Text
--
And the last strength is aspiration. This is the practice of vow. Regardless of the evidence we aspire to be wonderful, loving, connected, compassionate, wise beings. When we see all the heavy evidence to the contrary we practice these 5 stengths as an antidote; so we aren’t defeated by it all. We practice diligence with our healthy practices, we practice seeing and nurturing our seeds of virtue, we practice a health remorese for our screw ups, and we renew our aspiration and vow to be better than all of that. And to realize that we are already better than all of that. To me aspiration is a great way to unpack a famous saying by Suzuki Roshi, “You are all perfect just as you are, and I think you could use a little improvement.”

So the five strengths are standing behind this slogan cultivate a serious attitude which is the first slogan of this 4th point of Make Practice Your Whole Life.

The second slogan in this point is practice for death as well as life. Wow another one that we could spend a whole week on. Well a whole lifetime on. This circles us again back to the four contemplations! We don’t practice just so we’ll feel good when we’re alive, we practice so that we can live the whole life to death spectrum with grace and dignity. And if we can do that for ourselves we are so much more helpful to others, especially here others who are more obviously close the death. The key contemplation of this slogan is that we are all of us, every one, close to death. Very close to death. Death is just around the corner. So not only is it the height of foolishness to act like death will happen sometime in the distant future so I don’t need to thikn about it now; this slogan reminds us that we’re practicing for life and for death. And we’re practicing with awareness of our wise attitudes about living and dying and our foolish ones.

Okay we are all conditioned to try to finish what we started so if we’re going to get to all 7 points of the lojong mind training at this retreat we need to do one more. Everyone okay. Shall we break from tradition and have a stretch break?

The fifth point is titled by Norman,”Assess and Extend” The traditional title sounds quite different on this one, it’s “Evaluation of Mind Training.” These slogans are about integrating the practice into your life and checking to see how it’s going. That’s the evaluation part.

There are four slogans and I’d like to speak about all four of them.

The first one is there’s only one point. We get so tangled up sometimes. Jumping from this project to that project. I have a big stack of half-read books on my nightstand. We get a bit fragmented. Not to say that it’s not wonderful to have many interests and be involved in multiple projects but maybe we forget that it’s all in essence about one thing and we don’t give each activity the depth and feeling it deserves. There’s only one point reminds me of another famous Suzuki Roshi quote, “The most important thing is to remember the most important thing.” This “one point” might not be an idea or a concept. It might be a feeling. A feeling of deep appreciation for life, for ourself, and for everyone around us – everyone in every species. There far far far more non-human beings than human beings on this island. And in your neighborhood. Appreiate all of it and all of them and make that feeling of appreciation and service the central point. Then the many projects are just different expressions of that one point.
--
Stated task
Please return everything in the talk on lojong slogans from "Okay we are" down to "four of them.", word for word. The listing has no connection to the talk on lojong slogans.

Data extract
--
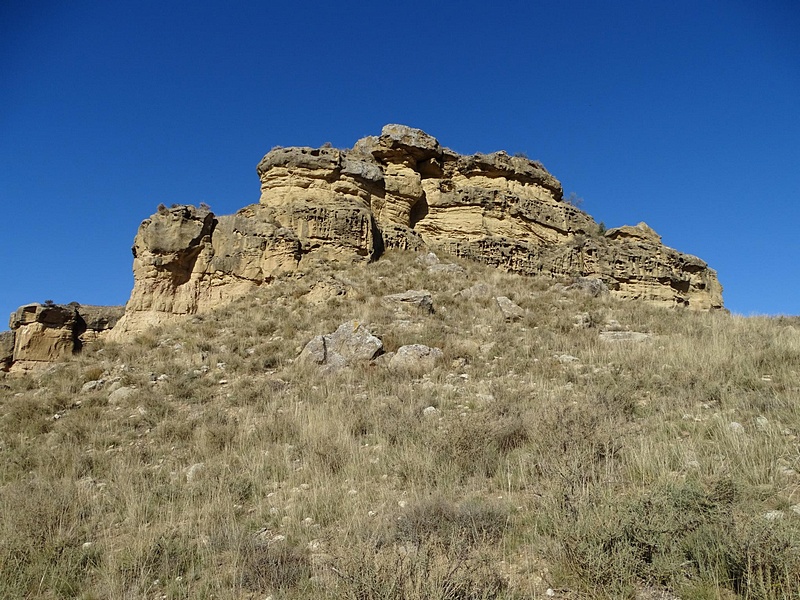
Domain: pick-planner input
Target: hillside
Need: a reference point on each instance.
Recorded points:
--
Full output
Okay we are all conditioned to try to finish what we started so if we’re going to get to all 7 points of the lojong mind training at this retreat we need to do one more. Everyone okay. Shall we break from tradition and have a stretch break?

The fifth point is titled by Norman,”Assess and Extend” The traditional title sounds quite different on this one, it’s “Evaluation of Mind Training.” These slogans are about integrating the practice into your life and checking to see how it’s going. That’s the evaluation part.

There are four slogans and I’d like to speak about all four of them.